(Saved data entries)
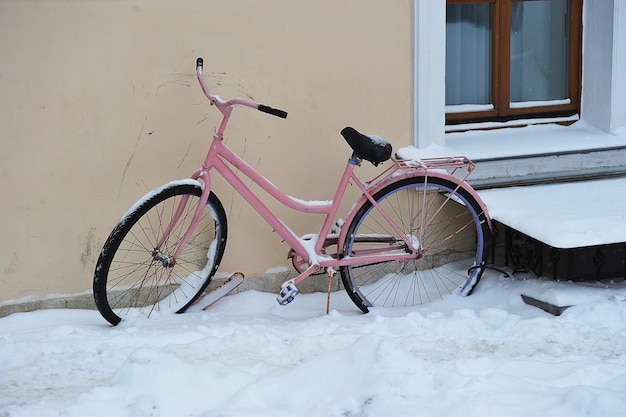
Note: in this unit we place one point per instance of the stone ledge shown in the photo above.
(264, 283)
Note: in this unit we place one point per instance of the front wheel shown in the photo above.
(441, 220)
(135, 273)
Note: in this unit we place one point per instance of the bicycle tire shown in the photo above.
(129, 277)
(445, 221)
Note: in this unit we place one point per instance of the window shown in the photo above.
(512, 59)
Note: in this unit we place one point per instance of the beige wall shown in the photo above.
(99, 104)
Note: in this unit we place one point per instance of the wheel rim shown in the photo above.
(142, 278)
(446, 226)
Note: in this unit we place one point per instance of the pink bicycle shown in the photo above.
(418, 231)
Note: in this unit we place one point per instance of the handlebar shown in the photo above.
(226, 105)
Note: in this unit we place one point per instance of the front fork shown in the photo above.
(170, 261)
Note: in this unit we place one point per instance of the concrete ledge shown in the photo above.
(264, 283)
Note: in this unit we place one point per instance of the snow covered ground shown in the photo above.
(485, 355)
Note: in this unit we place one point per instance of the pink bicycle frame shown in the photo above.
(221, 158)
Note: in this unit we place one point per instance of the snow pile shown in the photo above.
(487, 354)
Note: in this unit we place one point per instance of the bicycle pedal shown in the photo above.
(288, 292)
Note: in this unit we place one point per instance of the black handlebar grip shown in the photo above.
(272, 111)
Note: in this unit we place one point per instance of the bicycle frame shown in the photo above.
(221, 159)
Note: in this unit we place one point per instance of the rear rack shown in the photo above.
(449, 162)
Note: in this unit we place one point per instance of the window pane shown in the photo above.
(469, 53)
(540, 50)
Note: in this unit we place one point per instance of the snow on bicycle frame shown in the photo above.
(311, 248)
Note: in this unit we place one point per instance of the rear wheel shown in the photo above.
(445, 224)
(136, 274)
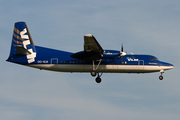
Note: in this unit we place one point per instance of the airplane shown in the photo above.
(93, 59)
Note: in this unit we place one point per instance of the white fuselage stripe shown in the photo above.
(101, 68)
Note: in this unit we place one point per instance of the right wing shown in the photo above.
(92, 49)
(91, 44)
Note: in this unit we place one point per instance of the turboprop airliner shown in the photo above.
(93, 59)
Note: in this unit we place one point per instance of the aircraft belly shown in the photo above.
(101, 68)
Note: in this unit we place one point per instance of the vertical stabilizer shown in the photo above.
(22, 43)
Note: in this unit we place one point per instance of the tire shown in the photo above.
(93, 73)
(161, 77)
(98, 79)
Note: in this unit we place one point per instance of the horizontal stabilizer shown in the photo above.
(21, 50)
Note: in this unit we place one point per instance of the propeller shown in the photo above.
(122, 54)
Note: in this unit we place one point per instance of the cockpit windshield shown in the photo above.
(154, 59)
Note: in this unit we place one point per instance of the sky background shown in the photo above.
(143, 26)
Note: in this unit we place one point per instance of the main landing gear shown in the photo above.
(94, 73)
(161, 77)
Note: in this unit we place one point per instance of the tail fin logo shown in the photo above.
(22, 39)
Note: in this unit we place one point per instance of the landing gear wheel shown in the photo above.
(93, 73)
(161, 77)
(98, 79)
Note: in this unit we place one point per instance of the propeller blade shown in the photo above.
(122, 48)
(122, 59)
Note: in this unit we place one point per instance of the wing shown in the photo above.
(92, 49)
(91, 44)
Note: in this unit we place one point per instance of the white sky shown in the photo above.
(143, 26)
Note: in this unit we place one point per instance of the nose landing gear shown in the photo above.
(161, 77)
(98, 79)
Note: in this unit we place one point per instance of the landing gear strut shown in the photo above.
(98, 79)
(94, 73)
(161, 77)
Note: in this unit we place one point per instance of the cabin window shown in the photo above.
(152, 59)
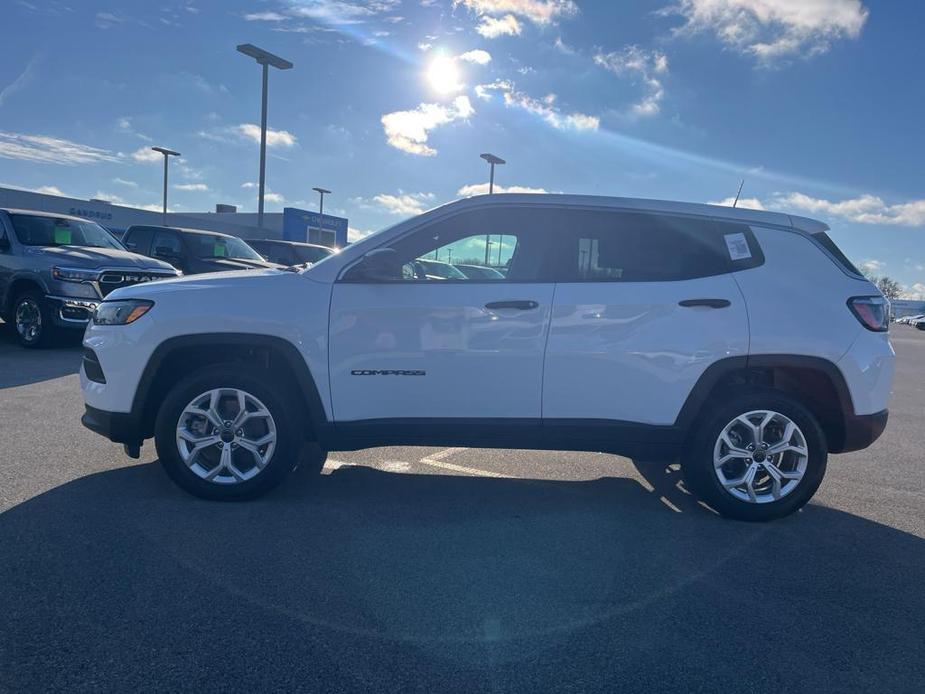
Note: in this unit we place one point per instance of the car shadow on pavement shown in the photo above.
(20, 366)
(362, 580)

EXERCISE AIM:
Restate the whole listing above exactly, please, omitting every image.

TASK RESULT:
Note: in this unit we place one point per instance of the stone ledge shown in the photo above.
(264, 283)
Note: in this unit we place one point per instance of the front wheel shown in the photo above.
(441, 220)
(135, 273)
Note: in this unit we place one point per instance of the bicycle tire shown in the photo above.
(129, 277)
(445, 221)
Note: in this unit we place one point per instance of the window shown in the photo above.
(512, 59)
Note: in this unit we place one point per instance of the beige wall shown in the photo above.
(99, 104)
Note: in this unit we place one point per instance of the wheel rim shown in the photo above.
(142, 278)
(446, 226)
Note: in this unit we place one point per instance of the pink bicycle shown in the photo above.
(418, 231)
Note: in this unit we place one point per instance of the handlebar shown in the photo above.
(226, 105)
Note: in this unit we place one point per instance of the front fork shown in the photo above.
(170, 261)
Note: in this unit we place one point per instance of the concrete ledge shown in the photo above.
(264, 283)
Note: in this unit we place one point per instance of the snow covered ground shown in the photo above.
(485, 355)
Note: in this unit we place one point per instance of the pink bicycle frame shown in the photo above.
(221, 158)
Note: in this unit we place one point per instance of the snow pile shown in the photo above.
(487, 354)
Note: in this unit we place one point per instance of the bicycle pedal shown in the photo above.
(288, 292)
Note: in this unit we place one point per instance of the black handlebar grip shown in the photo above.
(272, 111)
Note: in this unit we place one point per instance of the bicycle frame shown in the photo above.
(221, 159)
Note: in this unit we place one point per instance of the rear rack shown in the photo above.
(449, 162)
Note: in this unit we place one point per instance of the window pane shown in the photo above.
(469, 53)
(540, 50)
Note: in this unit we place one point per instance of the snow on bicycle frame shown in the photo above.
(311, 248)
Note: in this unit we place one point per instance of the rear wheel shown in the photo above.
(445, 224)
(136, 274)
Note: in this unit we place one point per instance of the airplane shown in the photo above.
(93, 59)
Note: in this unit we place one point per instance of the white fuselage stripe shown in the photo above.
(101, 68)
Note: in this unit we place one point per instance of the right wing shown in the photo above.
(92, 49)
(91, 44)
Note: in this unit we place one point per instance of the turboprop airliner shown in the photo above.
(93, 59)
Note: in this unit we place one point per instance of the aircraft belly shown in the photo above.
(101, 68)
Note: in this unit we place one point per instance of the vertical stabilizer shown in the photo above.
(22, 43)
Note: in this unit we place one point per instance of the tire shown in the photo above.
(93, 73)
(161, 77)
(98, 79)
Note: in this unit we place one point per instance of the horizontal stabilizer shown in the photo above.
(21, 50)
Note: in this unit we place one point per instance of the propeller shown in the photo above.
(122, 54)
Note: in this unit we place one point per instance of the cockpit windshield shown in the photo above.
(154, 59)
Note: in this unit we place one point per instance of the sky background shown in the photo above.
(143, 26)
Note: in this unit we place one point per instance of the main landing gear shown in the photo above.
(94, 73)
(161, 77)
Note: in this unit we place one point per instance of the tail fin logo shown in the photo above.
(22, 39)
Note: in this unit we place one point per instance of the landing gear wheel shown in the photo above.
(93, 73)
(161, 77)
(98, 79)
Note: in this unit we place one point per instance of the propeller blade shown in the photo above.
(122, 48)
(122, 59)
Note: in this unit we place one point per instance of the wing shown in the photo above.
(92, 49)
(91, 44)
Note: in this unit we place one point per instance of the white sky shown in the photo above.
(143, 26)
Note: in this unit we place one point per instance of the nose landing gear shown in the photo above.
(161, 77)
(98, 79)
Note: in this unit we place one point per instance of the landing gear strut shown in the photo above.
(98, 79)
(94, 73)
(161, 77)
Note: in this unit we place one point per instance of the cabin window shown in the photo above.
(152, 59)
Note: in this unit we place one point per instance of the car shadow on pavement shown in the photo above.
(20, 366)
(362, 580)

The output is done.